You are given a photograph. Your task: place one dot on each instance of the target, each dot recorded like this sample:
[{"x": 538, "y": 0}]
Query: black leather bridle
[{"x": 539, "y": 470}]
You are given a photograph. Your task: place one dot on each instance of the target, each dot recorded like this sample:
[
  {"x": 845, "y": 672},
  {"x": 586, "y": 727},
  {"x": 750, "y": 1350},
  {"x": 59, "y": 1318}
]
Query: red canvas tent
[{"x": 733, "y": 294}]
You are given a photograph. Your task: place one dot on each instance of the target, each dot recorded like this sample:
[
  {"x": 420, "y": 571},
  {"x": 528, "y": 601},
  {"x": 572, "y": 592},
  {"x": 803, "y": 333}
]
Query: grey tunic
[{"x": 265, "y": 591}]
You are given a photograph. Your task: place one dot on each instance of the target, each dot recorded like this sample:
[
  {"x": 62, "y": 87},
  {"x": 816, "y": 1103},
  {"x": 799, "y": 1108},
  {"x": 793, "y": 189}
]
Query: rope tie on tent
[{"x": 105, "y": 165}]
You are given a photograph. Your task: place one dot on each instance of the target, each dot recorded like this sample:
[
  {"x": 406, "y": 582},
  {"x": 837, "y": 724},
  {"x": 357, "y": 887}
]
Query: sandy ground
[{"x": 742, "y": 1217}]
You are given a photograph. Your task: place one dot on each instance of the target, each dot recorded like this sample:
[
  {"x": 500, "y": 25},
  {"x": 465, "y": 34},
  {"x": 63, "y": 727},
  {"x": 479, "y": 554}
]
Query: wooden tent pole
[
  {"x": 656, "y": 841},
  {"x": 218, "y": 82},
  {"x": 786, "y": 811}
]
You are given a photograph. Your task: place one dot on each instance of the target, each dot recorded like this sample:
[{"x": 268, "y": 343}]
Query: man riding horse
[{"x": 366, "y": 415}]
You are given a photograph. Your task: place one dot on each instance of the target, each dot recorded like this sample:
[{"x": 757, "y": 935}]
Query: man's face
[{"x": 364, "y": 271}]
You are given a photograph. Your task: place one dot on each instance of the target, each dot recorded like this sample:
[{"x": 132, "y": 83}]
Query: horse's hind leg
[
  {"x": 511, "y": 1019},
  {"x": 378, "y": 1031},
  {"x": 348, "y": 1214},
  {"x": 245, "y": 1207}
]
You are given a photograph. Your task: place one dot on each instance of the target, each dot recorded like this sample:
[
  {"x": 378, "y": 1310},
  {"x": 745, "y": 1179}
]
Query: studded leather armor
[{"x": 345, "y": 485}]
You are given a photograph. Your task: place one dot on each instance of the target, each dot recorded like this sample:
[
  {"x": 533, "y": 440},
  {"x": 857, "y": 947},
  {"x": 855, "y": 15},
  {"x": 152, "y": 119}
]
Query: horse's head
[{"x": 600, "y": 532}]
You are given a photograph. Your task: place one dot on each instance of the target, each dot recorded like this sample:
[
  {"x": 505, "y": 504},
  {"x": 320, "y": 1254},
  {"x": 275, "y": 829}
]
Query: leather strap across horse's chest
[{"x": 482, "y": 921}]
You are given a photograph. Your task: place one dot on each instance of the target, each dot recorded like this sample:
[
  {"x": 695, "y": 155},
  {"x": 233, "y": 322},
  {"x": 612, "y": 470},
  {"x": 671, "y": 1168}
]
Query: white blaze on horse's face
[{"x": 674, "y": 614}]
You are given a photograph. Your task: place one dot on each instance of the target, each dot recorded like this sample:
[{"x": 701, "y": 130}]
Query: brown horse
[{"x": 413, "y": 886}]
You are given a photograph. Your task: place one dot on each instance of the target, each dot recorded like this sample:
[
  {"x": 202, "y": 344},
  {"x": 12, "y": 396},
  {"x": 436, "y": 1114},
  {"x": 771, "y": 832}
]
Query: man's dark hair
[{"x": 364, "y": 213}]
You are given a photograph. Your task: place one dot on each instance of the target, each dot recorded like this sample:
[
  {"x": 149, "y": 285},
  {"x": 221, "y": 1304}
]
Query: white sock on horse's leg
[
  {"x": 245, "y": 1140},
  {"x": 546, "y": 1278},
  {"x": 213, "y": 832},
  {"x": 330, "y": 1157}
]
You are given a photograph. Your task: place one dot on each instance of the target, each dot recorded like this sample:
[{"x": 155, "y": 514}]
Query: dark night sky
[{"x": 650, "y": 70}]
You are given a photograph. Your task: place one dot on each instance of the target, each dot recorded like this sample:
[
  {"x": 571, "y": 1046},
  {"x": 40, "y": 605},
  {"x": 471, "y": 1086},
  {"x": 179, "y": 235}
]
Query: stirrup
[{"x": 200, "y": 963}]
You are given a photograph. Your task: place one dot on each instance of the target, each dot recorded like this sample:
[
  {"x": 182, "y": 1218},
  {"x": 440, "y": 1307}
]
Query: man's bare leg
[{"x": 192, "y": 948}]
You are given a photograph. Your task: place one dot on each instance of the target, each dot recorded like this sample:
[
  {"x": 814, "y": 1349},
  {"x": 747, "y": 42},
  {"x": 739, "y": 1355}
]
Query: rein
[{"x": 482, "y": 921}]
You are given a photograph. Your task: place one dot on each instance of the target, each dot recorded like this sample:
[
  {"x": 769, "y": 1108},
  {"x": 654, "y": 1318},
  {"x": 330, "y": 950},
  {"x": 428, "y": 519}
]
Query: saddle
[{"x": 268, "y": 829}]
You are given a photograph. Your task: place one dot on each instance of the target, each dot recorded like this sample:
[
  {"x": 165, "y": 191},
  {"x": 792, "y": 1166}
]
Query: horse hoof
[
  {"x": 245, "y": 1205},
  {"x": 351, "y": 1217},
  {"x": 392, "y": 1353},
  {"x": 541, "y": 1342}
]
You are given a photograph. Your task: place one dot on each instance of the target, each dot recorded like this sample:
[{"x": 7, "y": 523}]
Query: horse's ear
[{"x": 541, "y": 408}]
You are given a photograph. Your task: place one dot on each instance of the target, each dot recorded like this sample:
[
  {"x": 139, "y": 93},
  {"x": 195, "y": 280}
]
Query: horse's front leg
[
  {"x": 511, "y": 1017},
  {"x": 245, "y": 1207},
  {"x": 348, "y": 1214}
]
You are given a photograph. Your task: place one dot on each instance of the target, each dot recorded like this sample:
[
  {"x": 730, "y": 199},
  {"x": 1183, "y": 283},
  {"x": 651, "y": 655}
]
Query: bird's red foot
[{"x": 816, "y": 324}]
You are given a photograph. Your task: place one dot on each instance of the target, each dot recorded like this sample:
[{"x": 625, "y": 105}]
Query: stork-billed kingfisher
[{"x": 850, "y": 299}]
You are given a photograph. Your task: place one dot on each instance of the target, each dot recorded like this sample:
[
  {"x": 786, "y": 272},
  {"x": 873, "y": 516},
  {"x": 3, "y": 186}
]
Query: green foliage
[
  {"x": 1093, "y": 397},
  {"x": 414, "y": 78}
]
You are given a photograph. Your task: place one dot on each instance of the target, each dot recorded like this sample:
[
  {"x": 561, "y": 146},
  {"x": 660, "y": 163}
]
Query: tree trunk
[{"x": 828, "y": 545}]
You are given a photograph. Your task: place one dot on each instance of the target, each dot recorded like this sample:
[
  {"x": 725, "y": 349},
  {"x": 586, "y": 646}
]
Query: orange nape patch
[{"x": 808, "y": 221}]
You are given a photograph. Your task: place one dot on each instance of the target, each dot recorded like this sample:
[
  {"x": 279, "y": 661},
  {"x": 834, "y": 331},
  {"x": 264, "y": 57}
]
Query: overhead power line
+++++
§ Short exercise
Your task is to give the records above again, exactly.

§ Written response
You are given a photograph. Your task: place one dot on each instance of the target, each dot recorded like this sample:
[{"x": 538, "y": 0}]
Query: black leather bridle
[{"x": 539, "y": 470}]
You are given a photograph. Your task: place one dot on each instance of the target, each dot recorded like this sample:
[
  {"x": 845, "y": 672},
  {"x": 586, "y": 727},
  {"x": 750, "y": 1350},
  {"x": 59, "y": 1318}
]
Query: red canvas tent
[{"x": 733, "y": 294}]
You are given a photograph. Your task: place one dot on each instance of the target, each dot recorded like this sample:
[
  {"x": 420, "y": 571},
  {"x": 528, "y": 601},
  {"x": 572, "y": 592},
  {"x": 803, "y": 333}
]
Query: grey tunic
[{"x": 265, "y": 591}]
You are given a photograph. Your task: place one dot on each instance of the target, each dot recorded like this sample:
[
  {"x": 62, "y": 87},
  {"x": 816, "y": 1103},
  {"x": 799, "y": 1108},
  {"x": 793, "y": 189}
]
Query: rope tie on tent
[{"x": 105, "y": 165}]
You are given a photograph. Your task: place one dot on each instance of the target, each dot recorded like this sample:
[
  {"x": 406, "y": 582},
  {"x": 837, "y": 724},
  {"x": 357, "y": 887}
]
Query: sandy ground
[{"x": 742, "y": 1217}]
You are given a photograph. Your task: place one dot on each instance of the target, each dot recorded like this sample:
[
  {"x": 500, "y": 25},
  {"x": 465, "y": 34},
  {"x": 63, "y": 727},
  {"x": 479, "y": 554}
]
Query: wooden tent pole
[
  {"x": 656, "y": 841},
  {"x": 218, "y": 82},
  {"x": 786, "y": 811}
]
You are given a photograph. Your task: place one dot on each instance of the target, each dot recorded like this sample:
[{"x": 268, "y": 343}]
Query: man riding horse
[{"x": 366, "y": 415}]
You are given a photograph. Your task: place one dot on each instance of the target, each dot recorded like this sample:
[{"x": 757, "y": 935}]
Query: man's face
[{"x": 364, "y": 271}]
You are given a photograph. Your task: place one dot on each instance of the target, each dot recorded like this sample:
[{"x": 132, "y": 83}]
Query: horse's hind leg
[
  {"x": 511, "y": 1019},
  {"x": 378, "y": 1031},
  {"x": 348, "y": 1214},
  {"x": 245, "y": 1207}
]
You are given a photograph. Your task: place one dot on each instance of the target, each dot recorded like this sample:
[
  {"x": 378, "y": 1310},
  {"x": 745, "y": 1179}
]
Query: studded leather armor
[{"x": 345, "y": 485}]
You are given a photograph. Your task: place one dot on each instance of the target, each dot recorded like this sample:
[
  {"x": 533, "y": 440},
  {"x": 857, "y": 947},
  {"x": 855, "y": 15},
  {"x": 152, "y": 119}
]
Query: horse's head
[{"x": 600, "y": 532}]
You are given a photograph. Your task: place one dot on each instance of the target, each dot recorded like this sample:
[
  {"x": 505, "y": 504},
  {"x": 320, "y": 1254},
  {"x": 275, "y": 829}
]
Query: leather strap across horse's chest
[{"x": 482, "y": 921}]
You are given a photograph. Your task: place one dot on each instance of the target, each dot recorded like this sample:
[
  {"x": 695, "y": 155},
  {"x": 233, "y": 322},
  {"x": 612, "y": 470},
  {"x": 671, "y": 1168}
]
Query: white blaze on horse's face
[{"x": 674, "y": 614}]
You are given a photograph. Your task: place one dot on each instance of the target, each dot recorded like this sample:
[{"x": 701, "y": 130}]
Query: brown horse
[{"x": 413, "y": 886}]
You are given a photograph. Your task: place one dot on each instance of the target, each dot recorded like this sample:
[
  {"x": 202, "y": 344},
  {"x": 12, "y": 396},
  {"x": 436, "y": 1114},
  {"x": 771, "y": 832}
]
Query: man's dark hair
[{"x": 364, "y": 213}]
You are given a photograph. Your task: place one dot on each instance of the target, each dot recorded like this sample:
[
  {"x": 149, "y": 285},
  {"x": 221, "y": 1304}
]
Query: white sock on horse's leg
[
  {"x": 245, "y": 1140},
  {"x": 546, "y": 1278},
  {"x": 213, "y": 832},
  {"x": 330, "y": 1157}
]
You are given a photograph. Your task: place one dot on each instance of the target, each dot recorded like this sample:
[{"x": 155, "y": 514}]
Query: dark night sky
[{"x": 650, "y": 70}]
You are given a photograph. Your task: place one dot on each instance of the target, each dot recorded like this sample:
[
  {"x": 571, "y": 1046},
  {"x": 40, "y": 605},
  {"x": 471, "y": 1086},
  {"x": 179, "y": 235}
]
Query: stirrup
[{"x": 200, "y": 963}]
You are given a photograph. Your task: place one dot on each instance of the target, each dot recorded like this sample:
[
  {"x": 182, "y": 1218},
  {"x": 440, "y": 1307}
]
Query: man's bare leg
[{"x": 192, "y": 948}]
You are given a photograph. Your task: place one dot on each instance of the target, each dot recorded like this sample:
[
  {"x": 814, "y": 1349},
  {"x": 747, "y": 42},
  {"x": 739, "y": 1355}
]
Query: rein
[{"x": 482, "y": 921}]
You are given a photograph. Your task: place one dot on each instance of the target, each dot recorded like this sample:
[
  {"x": 769, "y": 1108},
  {"x": 654, "y": 1318},
  {"x": 330, "y": 950},
  {"x": 428, "y": 519}
]
Query: saddle
[{"x": 268, "y": 829}]
You are given a photograph. Your task: place one dot on each instance of the target, each dot recorded like this sample:
[
  {"x": 165, "y": 191},
  {"x": 792, "y": 1166}
]
Query: horse hoof
[
  {"x": 245, "y": 1205},
  {"x": 351, "y": 1217},
  {"x": 392, "y": 1353},
  {"x": 541, "y": 1342}
]
You are given a photograph. Your task: place one dot on each instance of the target, each dot recorded like this sample:
[{"x": 7, "y": 523}]
Query: horse's ear
[{"x": 541, "y": 408}]
You are given a photograph. Your task: place one dot on each instance of the target, each dot recorded like this sample:
[
  {"x": 139, "y": 93},
  {"x": 195, "y": 280}
]
Query: horse's front leg
[
  {"x": 511, "y": 1017},
  {"x": 245, "y": 1207},
  {"x": 348, "y": 1214}
]
You are given a photograph. Your task: place one dot on each instance of the target, each dot recorded like this sample:
[
  {"x": 730, "y": 199},
  {"x": 1183, "y": 283},
  {"x": 651, "y": 655}
]
Query: bird's red foot
[{"x": 816, "y": 324}]
You are given a photograph. Your task: place one dot on each instance of the target, each dot recorded like this sample:
[{"x": 625, "y": 105}]
Query: stork-billed kingfisher
[{"x": 850, "y": 299}]
You are given a photograph. Your task: place one dot on each instance of the target, each dot recorded like this sample:
[
  {"x": 786, "y": 272},
  {"x": 873, "y": 516},
  {"x": 3, "y": 186}
]
Query: green foliage
[
  {"x": 1093, "y": 397},
  {"x": 414, "y": 78}
]
You are given a photograph. Your task: place one dot on each instance of the target, each dot recorded like this sample:
[
  {"x": 561, "y": 146},
  {"x": 660, "y": 163}
]
Query: tree trunk
[{"x": 828, "y": 545}]
You are given a photograph. Your task: place one dot on each instance of the target, each dot recorded like this sample:
[
  {"x": 725, "y": 349},
  {"x": 586, "y": 646}
]
Query: orange nape patch
[{"x": 808, "y": 221}]
You are given a photograph. Your task: place one dot on each instance of the target, each dot recorded like this sample:
[
  {"x": 279, "y": 661},
  {"x": 834, "y": 331},
  {"x": 264, "y": 57}
]
Query: overhead power line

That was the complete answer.